**Problem description:** Please recast the data below as a Markdown table with the columns Row and Line, one numbered row per line, skipping blank lines. Leave the pictures out of the table.

** begin **

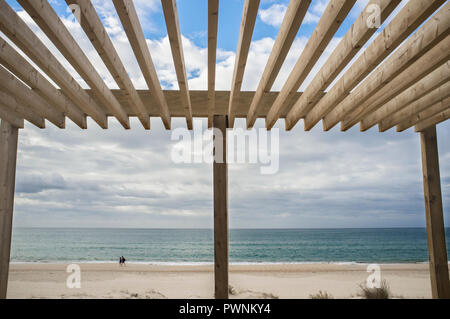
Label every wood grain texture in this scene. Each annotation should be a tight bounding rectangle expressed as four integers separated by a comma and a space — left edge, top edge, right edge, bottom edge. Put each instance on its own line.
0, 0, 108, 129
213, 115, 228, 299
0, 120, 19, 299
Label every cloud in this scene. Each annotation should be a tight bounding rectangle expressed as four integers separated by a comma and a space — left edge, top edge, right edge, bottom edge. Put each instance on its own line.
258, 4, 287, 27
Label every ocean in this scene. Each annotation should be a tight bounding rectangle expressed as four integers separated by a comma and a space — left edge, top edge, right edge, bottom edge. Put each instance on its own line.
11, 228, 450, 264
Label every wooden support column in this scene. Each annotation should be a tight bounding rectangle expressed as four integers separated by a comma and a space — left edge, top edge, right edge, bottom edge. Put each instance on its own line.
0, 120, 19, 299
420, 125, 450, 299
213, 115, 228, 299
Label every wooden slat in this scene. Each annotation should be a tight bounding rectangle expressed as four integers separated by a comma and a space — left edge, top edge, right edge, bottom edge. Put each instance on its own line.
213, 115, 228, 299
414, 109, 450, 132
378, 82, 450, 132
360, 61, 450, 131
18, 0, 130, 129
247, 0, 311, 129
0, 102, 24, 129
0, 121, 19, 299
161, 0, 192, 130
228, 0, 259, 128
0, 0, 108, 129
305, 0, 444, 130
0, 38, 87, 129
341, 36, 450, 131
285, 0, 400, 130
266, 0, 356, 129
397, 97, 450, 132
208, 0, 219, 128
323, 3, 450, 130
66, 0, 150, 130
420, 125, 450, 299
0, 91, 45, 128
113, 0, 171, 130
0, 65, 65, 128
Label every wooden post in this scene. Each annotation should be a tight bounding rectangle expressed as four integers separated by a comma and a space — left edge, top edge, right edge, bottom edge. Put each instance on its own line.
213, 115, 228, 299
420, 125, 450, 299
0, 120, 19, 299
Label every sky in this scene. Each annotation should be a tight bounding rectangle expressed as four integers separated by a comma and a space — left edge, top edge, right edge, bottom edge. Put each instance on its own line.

** end **

**Solved problem:**
| Row | Line |
|---|---|
| 1 | Label every wood grain texture in this scene. Each annotation should be a tight bounding rectangle expressed as four integers separated by a comma and a space — left edge, top edge, right edge, bottom edge. Put each instance on its own line. |
| 2 | 0, 0, 108, 129 |
| 3 | 213, 115, 228, 299 |
| 4 | 0, 120, 19, 299 |
| 5 | Label every cloud in this scene. Each annotation should be a tight bounding rectangle expressed as four integers separated by a comma and a space — left edge, top edge, right edge, bottom edge. Put each instance on its own line. |
| 6 | 258, 4, 287, 27 |
| 7 | Label every ocean in this scene. Each annotation should be a tight bounding rectangle expressed as four integers separated by a comma and a space — left edge, top edge, right edge, bottom edge. Put each instance on its own line. |
| 8 | 11, 228, 450, 264 |
| 9 | Label every wooden support column in this scene. Each annotation should be a tight bounding rectangle expressed as four integers separated by a comma and a space — left edge, top edge, right edge, bottom edge. Put each instance on its own line. |
| 10 | 0, 120, 19, 299 |
| 11 | 420, 125, 450, 299 |
| 12 | 213, 115, 228, 299 |
| 13 | Label every wooden slat in this scene. Each annotation should be a tight bounding rectangle expressed as four integers separated by a comma and a space — left edge, top edge, right edge, bottom edge. Put each instance on its own line. |
| 14 | 213, 115, 228, 299 |
| 15 | 414, 109, 450, 132 |
| 16 | 378, 82, 450, 132 |
| 17 | 360, 61, 450, 131 |
| 18 | 18, 0, 130, 129 |
| 19 | 247, 0, 311, 129 |
| 20 | 0, 102, 24, 129 |
| 21 | 0, 121, 19, 299 |
| 22 | 161, 0, 192, 130 |
| 23 | 228, 0, 259, 128 |
| 24 | 0, 0, 108, 129 |
| 25 | 305, 0, 444, 130 |
| 26 | 0, 38, 87, 129 |
| 27 | 341, 36, 450, 131 |
| 28 | 285, 0, 400, 130 |
| 29 | 266, 0, 356, 129 |
| 30 | 397, 97, 450, 132 |
| 31 | 208, 0, 219, 128 |
| 32 | 323, 3, 450, 130 |
| 33 | 66, 0, 150, 130 |
| 34 | 420, 125, 450, 299 |
| 35 | 0, 91, 45, 128 |
| 36 | 113, 0, 171, 130 |
| 37 | 0, 65, 65, 128 |
| 38 | Label every wooden post in this scene. Each annotation should be a tight bounding rectangle expressed as four integers separated by a comma and a space — left edge, top edge, right edge, bottom edge. Put each instance on its own line. |
| 39 | 213, 115, 228, 299 |
| 40 | 420, 125, 450, 299 |
| 41 | 0, 120, 19, 299 |
| 42 | Label every sky in this scene. Each annotation should be a tight bounding rectangle expressed as four integers separated by a comma and a space — left edge, top edge, right edge, bottom edge. Put each instance on its own line. |